> _Document text_
Thank you. Yours should be out soon. I am married mine will probably take a while.
At Barack they said they might be having a backlog at receiving dept at Head Office.
With regards to ID number she said it might change, it happens


----------



## a4xiaoxiami

There is definitely a backlog of all immigration (including ID book) related process due to the Covid at DHA.

One more thing, even if you are only married and registered in SA, DHA will still contact your home country to verify your marriage status there and see if you are married with someone else in your home country.


----------



## timz85

a4xiaoxiami said:


> There is definitely a backlog of all immigration (including ID book) related process due to the Covid at DHA.
> 
> One more thing, even if you are only married and registered in SA, DHA will still contact your home country to verify your marriage status there and see if you are married with someone else in your home country.


ya its all because of too many scam marriages, making the process longer. DHA need to thoroughly check.


----------



## Dmulembo

timz85 said:


> Thank you. Yours should be out soon. I am married mine will probably take a while.
> At Barack they said they might be having a backlog at receiving dept at Head Office.
> With regards to ID number she said it might change, it happens


But smart ID take one to two weeks to come out. The time i want to apply i was alone applaying that green id book, they just liying about backlog


----------



## a4xiaoxiami

Dmulembo said:


> But smart ID take one to two weeks to come out. The time i want to apply i was alone applaying that green id book, they just liying about backlog


Smart ID is for citizens only. We, permanent residents, can only apply for ID book.

We are in the immigration section, not civil application process. Totally two different categories, and processing by two different groups of people.


----------



## Dmulembo

a4xiaoxiami said:


> Smart ID is for citizens only. We, permanent residents, can only apply for ID book.
> 
> We are in the immigration section, not civil application process. Totally two different categories, and processing by two different groups of people.


Yes correct, but it not because of backlog, we don't get ID book on time, they is not much people having PRP because it been freezing out for one year and 3 months now,


----------



## B.C.T.

Ha wish I had read this before waiting 2.5 hours in line @ DHA Bronkhorstspruit...they could not help me there as they were short staffed that day, AND more importantly it is a smart ID only office. So I need to get to a regular large DHA office...

> _Stored data_
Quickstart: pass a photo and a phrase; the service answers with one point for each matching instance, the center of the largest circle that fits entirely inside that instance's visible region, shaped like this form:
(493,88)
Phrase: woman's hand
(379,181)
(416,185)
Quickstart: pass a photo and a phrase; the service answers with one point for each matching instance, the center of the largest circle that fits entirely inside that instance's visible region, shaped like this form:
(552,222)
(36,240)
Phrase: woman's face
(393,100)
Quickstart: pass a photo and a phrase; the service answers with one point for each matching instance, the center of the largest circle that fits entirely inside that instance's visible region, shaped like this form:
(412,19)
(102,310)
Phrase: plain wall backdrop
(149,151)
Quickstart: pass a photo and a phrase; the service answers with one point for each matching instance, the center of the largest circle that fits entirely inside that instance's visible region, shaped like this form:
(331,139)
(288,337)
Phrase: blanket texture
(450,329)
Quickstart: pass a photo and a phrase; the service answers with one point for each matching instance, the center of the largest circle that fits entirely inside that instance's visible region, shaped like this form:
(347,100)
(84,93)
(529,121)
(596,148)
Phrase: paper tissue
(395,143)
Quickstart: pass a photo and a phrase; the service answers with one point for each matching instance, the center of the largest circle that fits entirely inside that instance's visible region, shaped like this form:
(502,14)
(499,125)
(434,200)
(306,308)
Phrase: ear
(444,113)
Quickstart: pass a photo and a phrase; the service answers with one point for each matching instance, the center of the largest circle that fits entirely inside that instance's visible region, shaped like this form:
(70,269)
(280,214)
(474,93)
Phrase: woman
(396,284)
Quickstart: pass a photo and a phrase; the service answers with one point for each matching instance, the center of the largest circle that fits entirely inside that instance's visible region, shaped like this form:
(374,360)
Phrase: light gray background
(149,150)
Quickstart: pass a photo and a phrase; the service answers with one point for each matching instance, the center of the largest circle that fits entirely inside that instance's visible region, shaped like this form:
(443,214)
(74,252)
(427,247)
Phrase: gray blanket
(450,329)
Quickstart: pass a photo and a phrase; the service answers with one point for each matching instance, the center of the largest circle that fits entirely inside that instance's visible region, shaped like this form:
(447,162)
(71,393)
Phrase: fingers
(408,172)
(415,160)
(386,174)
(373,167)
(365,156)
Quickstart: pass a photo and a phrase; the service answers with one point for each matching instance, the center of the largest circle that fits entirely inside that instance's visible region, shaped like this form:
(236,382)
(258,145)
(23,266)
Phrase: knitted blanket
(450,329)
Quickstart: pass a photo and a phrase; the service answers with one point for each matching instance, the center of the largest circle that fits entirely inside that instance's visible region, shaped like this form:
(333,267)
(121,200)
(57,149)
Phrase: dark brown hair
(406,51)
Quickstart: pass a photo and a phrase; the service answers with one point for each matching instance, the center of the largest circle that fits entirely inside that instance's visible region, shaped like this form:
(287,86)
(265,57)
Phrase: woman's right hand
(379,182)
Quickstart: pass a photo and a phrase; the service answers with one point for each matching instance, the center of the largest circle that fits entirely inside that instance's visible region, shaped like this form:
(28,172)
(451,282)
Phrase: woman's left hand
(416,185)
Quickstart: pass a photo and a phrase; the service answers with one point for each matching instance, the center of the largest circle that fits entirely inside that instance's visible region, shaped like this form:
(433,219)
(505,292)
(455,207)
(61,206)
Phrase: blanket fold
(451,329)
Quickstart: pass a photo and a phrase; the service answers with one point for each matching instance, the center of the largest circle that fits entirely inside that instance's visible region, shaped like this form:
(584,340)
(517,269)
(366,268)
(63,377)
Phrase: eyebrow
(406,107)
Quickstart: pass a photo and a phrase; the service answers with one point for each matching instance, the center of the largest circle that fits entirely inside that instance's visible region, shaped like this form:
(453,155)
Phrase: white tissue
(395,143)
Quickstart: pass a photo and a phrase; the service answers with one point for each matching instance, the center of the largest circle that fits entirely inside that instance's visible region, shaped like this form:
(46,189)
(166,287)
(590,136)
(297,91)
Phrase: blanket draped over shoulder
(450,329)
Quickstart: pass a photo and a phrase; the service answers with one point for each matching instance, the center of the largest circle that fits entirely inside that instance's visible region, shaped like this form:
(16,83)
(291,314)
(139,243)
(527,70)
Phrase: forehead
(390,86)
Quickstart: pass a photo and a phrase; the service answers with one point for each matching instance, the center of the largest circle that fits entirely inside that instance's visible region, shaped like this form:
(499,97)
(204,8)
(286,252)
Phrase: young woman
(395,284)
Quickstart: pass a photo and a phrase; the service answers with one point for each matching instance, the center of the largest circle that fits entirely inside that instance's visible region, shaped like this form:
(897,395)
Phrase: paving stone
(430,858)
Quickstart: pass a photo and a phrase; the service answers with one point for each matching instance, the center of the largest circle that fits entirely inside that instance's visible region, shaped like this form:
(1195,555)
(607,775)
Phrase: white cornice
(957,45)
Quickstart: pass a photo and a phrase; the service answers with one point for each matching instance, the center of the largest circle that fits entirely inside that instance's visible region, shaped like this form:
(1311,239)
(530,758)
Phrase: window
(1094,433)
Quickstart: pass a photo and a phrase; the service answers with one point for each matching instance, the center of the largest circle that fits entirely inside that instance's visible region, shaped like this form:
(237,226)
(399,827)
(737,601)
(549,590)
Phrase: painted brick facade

> _Work request_
Copy the forum thread on DHA ID books starting with "Ha wish I had" and going on through "large DHA office...", renaming "DHA" to "Home Affairs" wherever it occurs.

> _Response area_
Ha wish I had read this before waiting 2.5 hours in line @ Home Affairs Bronkhorstspruit...they could not help me there as they were short staffed that day, AND more importantly it is a smart ID only office. So I need to get to a regular large Home Affairs office...